- _PROBLEM STATEMENT_
Set down the data below without change, skipping the pictures it holds.

** LISTED ENTRIES follows **

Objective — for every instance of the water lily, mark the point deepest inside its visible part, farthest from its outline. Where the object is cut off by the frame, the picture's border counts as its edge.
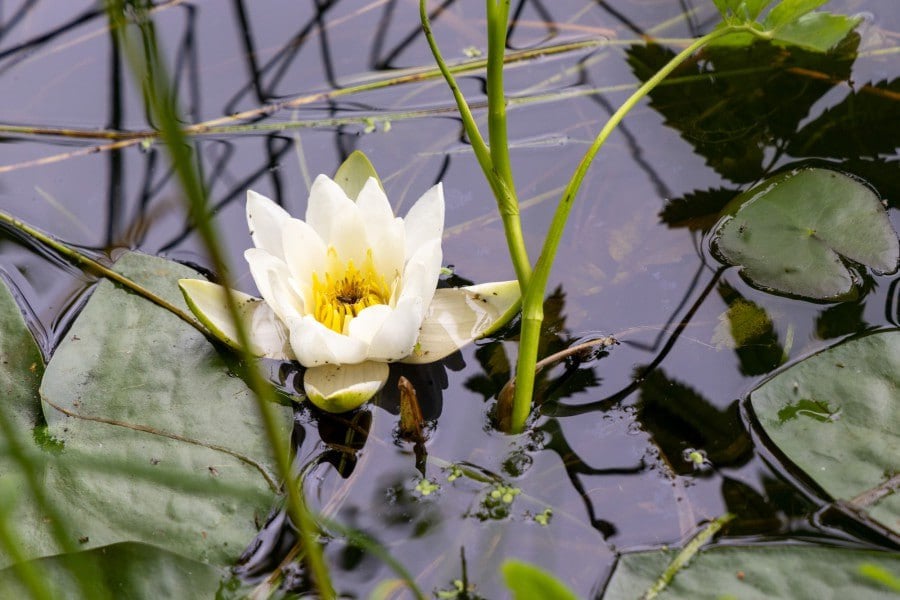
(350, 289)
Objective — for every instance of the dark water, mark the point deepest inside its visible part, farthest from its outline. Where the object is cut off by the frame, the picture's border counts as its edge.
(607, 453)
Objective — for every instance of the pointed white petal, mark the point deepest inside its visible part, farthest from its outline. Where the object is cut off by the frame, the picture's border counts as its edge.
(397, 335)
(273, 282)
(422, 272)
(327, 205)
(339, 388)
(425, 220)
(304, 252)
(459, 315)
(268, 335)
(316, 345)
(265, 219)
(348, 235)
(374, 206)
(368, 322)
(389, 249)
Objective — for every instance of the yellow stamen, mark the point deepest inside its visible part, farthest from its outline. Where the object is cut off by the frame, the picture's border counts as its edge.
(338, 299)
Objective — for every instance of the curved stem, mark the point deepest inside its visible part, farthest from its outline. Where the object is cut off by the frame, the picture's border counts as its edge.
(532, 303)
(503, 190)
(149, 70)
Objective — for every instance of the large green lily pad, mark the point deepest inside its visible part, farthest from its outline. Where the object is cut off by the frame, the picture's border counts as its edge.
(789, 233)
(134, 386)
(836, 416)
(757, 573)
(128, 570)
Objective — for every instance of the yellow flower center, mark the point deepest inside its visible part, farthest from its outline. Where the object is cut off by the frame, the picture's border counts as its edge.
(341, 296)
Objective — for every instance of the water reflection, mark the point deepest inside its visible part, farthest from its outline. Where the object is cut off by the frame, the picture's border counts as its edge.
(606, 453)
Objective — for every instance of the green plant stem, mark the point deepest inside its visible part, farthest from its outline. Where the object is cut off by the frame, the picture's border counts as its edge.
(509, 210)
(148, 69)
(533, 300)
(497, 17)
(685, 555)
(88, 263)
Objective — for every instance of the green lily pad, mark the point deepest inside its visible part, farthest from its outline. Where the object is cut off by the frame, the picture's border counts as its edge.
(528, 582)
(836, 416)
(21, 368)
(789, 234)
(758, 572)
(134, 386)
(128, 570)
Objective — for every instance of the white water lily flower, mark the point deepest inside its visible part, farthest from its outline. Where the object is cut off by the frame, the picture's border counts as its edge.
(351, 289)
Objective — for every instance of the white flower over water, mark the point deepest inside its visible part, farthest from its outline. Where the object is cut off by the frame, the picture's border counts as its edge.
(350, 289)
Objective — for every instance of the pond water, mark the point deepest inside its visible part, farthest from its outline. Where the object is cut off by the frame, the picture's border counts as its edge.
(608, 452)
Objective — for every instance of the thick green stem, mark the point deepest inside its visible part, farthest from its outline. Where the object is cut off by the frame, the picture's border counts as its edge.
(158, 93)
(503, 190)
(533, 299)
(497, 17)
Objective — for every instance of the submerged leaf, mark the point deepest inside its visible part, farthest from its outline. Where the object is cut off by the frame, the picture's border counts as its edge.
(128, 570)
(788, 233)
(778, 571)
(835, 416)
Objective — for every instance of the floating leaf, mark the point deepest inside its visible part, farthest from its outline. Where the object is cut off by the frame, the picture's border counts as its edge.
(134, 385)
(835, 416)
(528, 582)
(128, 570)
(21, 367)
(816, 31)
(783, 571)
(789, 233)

** End of LISTED ENTRIES **

- _COMPLETED EXERCISE_
Objective — for every instance of the water lily, mark the point deepest inside its visible part, farthest from its outline. Where the object is cut off by the frame, the picture's border counts as its edge.
(350, 289)
Objective — for every instance of the dark water, mark the point deepest inside its visible part, farthest from its outline. Where the object is cut off by the frame, the picture's border counts as its edge.
(607, 453)
Objective — for every instance of the pointed white petal, mark the point deepest inside its visible part, farthest from its outline. Where the object is cut off by the frame, the picture's border counts as its edge.
(397, 335)
(273, 282)
(422, 272)
(327, 205)
(339, 388)
(425, 220)
(304, 252)
(459, 315)
(268, 335)
(316, 345)
(265, 219)
(348, 235)
(374, 206)
(368, 322)
(389, 249)
Objective — for every instance of the yellow stamen, mark the point deepest inside its visible part, farthest from its outline. Where the object is cut off by the frame, the picture's border counts as its edge.
(338, 299)
Objective — for every instance of the curved stem, mark the point deepest inside its visible part, farthest from its outline. Where the object is cut off by the frame, the picture's border counts as its edge.
(532, 303)
(503, 190)
(149, 70)
Objective — for every instance of the large green lily pad, mark the point deepest inside its visible part, farthest from its outline. Where the object is cut off by the frame, the picture's border counts as its edge.
(789, 233)
(134, 386)
(836, 416)
(757, 573)
(128, 570)
Objective — for every instance of the yellow flower center, mark the point deepest inside its visible part, farthest from its outline. Where the object is cut off by the frame, the picture's border counts as its edge.
(341, 296)
Objective — for every instance of the water reflection, mark the point deepest inside its visible part, farthest from its outline. Where the object is cut off by the frame, the picture's border counts as its edge.
(606, 453)
Objective — for every instance of the green plant stem, mark the point deepest inside its visible part, farthest from its outline. Where the object is cut off by the frame, the picture's border counts as its edge.
(509, 210)
(148, 69)
(533, 300)
(497, 17)
(685, 555)
(88, 263)
Objective — for every instance of the green lily pad, mark the point deepest inside its visible part, farthest from its outline. Where the object is cut off by the frame, the picture's border counts as its edge.
(528, 582)
(836, 416)
(21, 368)
(789, 234)
(758, 572)
(134, 386)
(128, 570)
Objective — for every instance of the white water lily flower, mark the point deepest inside its visible part, farthest from its outline. Where the object is cut off by the frame, the picture's border counts as its edge.
(351, 289)
Objective — for every instance of the white flower over water, mark the point deepest inside its visible part, farthest from its outline. Where the object is cut off by the frame, the picture's border counts as its edge.
(350, 289)
Objective — for every instance of the pond water, mark the point deepest inside its visible part, farthest from its outline. Where the object is cut off by the frame, the picture's border counts as its edge.
(608, 452)
Objective — for every instance of the thick green stem, mark the point deepest inside its visible part, farthest from its outline. Where the object is cut off by the frame, the picture's border counts as its edge.
(158, 93)
(503, 190)
(533, 299)
(497, 17)
Objective — for every instance of the submerged leaf, mark the point deepest inside its visible part, farthest from its outline. Where the object is cut off by the frame, the picture's border counts as its edge.
(128, 570)
(788, 233)
(778, 571)
(835, 416)
Objective — for every instance of the floating leaf, mark the point deepest inside its visible part, farthest from its outline. Where the object is cut off by the frame, the picture's border counts as its edge.
(134, 385)
(835, 416)
(528, 582)
(128, 570)
(21, 367)
(816, 31)
(783, 571)
(789, 233)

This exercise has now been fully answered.